** SOURCE EXCERPT **

· · · · ·

Not sure what this is really saying, but I went down the rabbit hole so I thought I'd share it.

I create a latent Y, cut it into pieces to create a Likert, and then do the regressions to see how biased the coefficients are.

ologit is included, but not clear how to compare coefficients. Some fit measures are provided.

Bias can be quite large, but the predictions are pretty close.

Code:

clear all
set seed 12345

scalar beta1 = 1
scalar beta2 = 0
scalar beta3 = 2

postfile sim  scale trueb1 truerej1 likertb1 likertrej1 trueb2 truerej2         ///
    likertb2 likertrej2 trueb3 truerej3 likertb3 likertrej3 ologrej1 ologrej2     ///
    ologrej3 corrtrue corrlin corrologit ologfitrat rat             ///
    using likert, replace
forv n = 3/10 {
forvalues i = 1/100 {
    quietly {
    drop _all
    set obs 1000
    local scale = `n'
    g x1 = rgamma(5,2)
    g x2 = runiform()
    g x3 = runiform()>0.7
    g e = rnormal(0,2)
    g y = 1 + beta1*x1 + beta2*x2 + beta3*x3 + e
    egen yc = xtile(y) , n(`n')
    summ y
    local y1 = r(mean)
    summ yc
    local y2 = r(mean)
    local rat = `y1' / `y2'
        
    eststo e1: reg y x1 x2 x3, r 
    matrix R = r(table)
    predict linfit , xb
    local trueb1 = R[1,1]
    local truerej1 = R[4,1] <= 0.05 
    local trueb2 = R[1,2]
    local truerej2 = R[4,2] <= 0.05
    local trueb3 = R[1,3]
    local truerej3 = R[4,3] <= 0.05
    
    eststo e2: reg yc x1 x2 x3, r
    matrix R = r(table)

· · · · ·

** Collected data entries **

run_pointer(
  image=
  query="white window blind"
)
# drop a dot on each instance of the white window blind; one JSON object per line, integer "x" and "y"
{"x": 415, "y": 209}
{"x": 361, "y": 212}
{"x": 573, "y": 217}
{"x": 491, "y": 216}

· · · · ·

** REQUIRED TASKS **
1. Rescale the records by writing out all their lines again, requests included, with every x and y coordinate in the answers multiplied by 0.9 and rounded to a whole number, halves rounding up.
2. Please continue the post on Likert-scale regression bias from the point where it stops.
The post above and the records have nothing to do with each other.

** RESPONSES PER TASK **
1.
run_pointer(
  image=
  query="white window blind"
)
# drop a dot on each instance of the white window blind; one JSON object per line, integer "x" and "y"
{"x": 374, "y": 188}
{"x": 325, "y": 191}
{"x": 516, "y": 195}
{"x": 442, "y": 194}

2.
    predict likertfit , xb
    local likertb1 = R[1,1] * `rat'
    local likertrej1 = R[4,1] <= 0.05
    local likertb2 = R[1,2] * `rat'
    local likertrej2 = R[4,2] <= 0.05 
    local likertb3 = R[1,3] * `rat'
    local likertrej3 = R[4,3] <= 0.05 
    
    ologit yc x1 x2 x3
    predict ologfit , xb
    local ologrej1 = R[4,1] <= 0.05
    local ologrej2 = R[4,2] <= 0.05 
    local ologrej3 = R[4,3] <= 0.05 
    
    correl y linfit 
    local corrtrue = r(rho)
    correl y likertfit
    local corrlin = r(rho)
    correl y ologfit
    local corrologit = r(rho)
    local ologfitrat = `corrologit' / `corrlin'
    
}
    post sim (`scale') (`trueb1') (`truerej1') (`likertb1') (`likertrej1')         ///
        (`trueb2') (`truerej2') (`likertb2') (`likertrej2') (`trueb3')             ///
        (`truerej3') (`likertb3') (`likertrej3') (`ologrej1') (`ologrej2')         ///
        (`ologrej3') (`corrtrue') (`corrlin') (`corrologit') (`ologfitrat') (`rat')
}

di "Scale `n' Complete."

}
postclose sim

preserve
use likert, clear 
g scale2 = scale+0.1
g scale3 = scale+0.2
forv i = 1/3 {
    g biasb`i' = abs((trueb`i' - likertb`i')/(trueb`i'))
    egen m_biasb`i' = mean(biasb`i') , by(scale)
}
tabstat trueb1 likertb1 biasb1 trueb2 likertb2 biasb2 trueb3 likertb3 biasb3 , by(scale)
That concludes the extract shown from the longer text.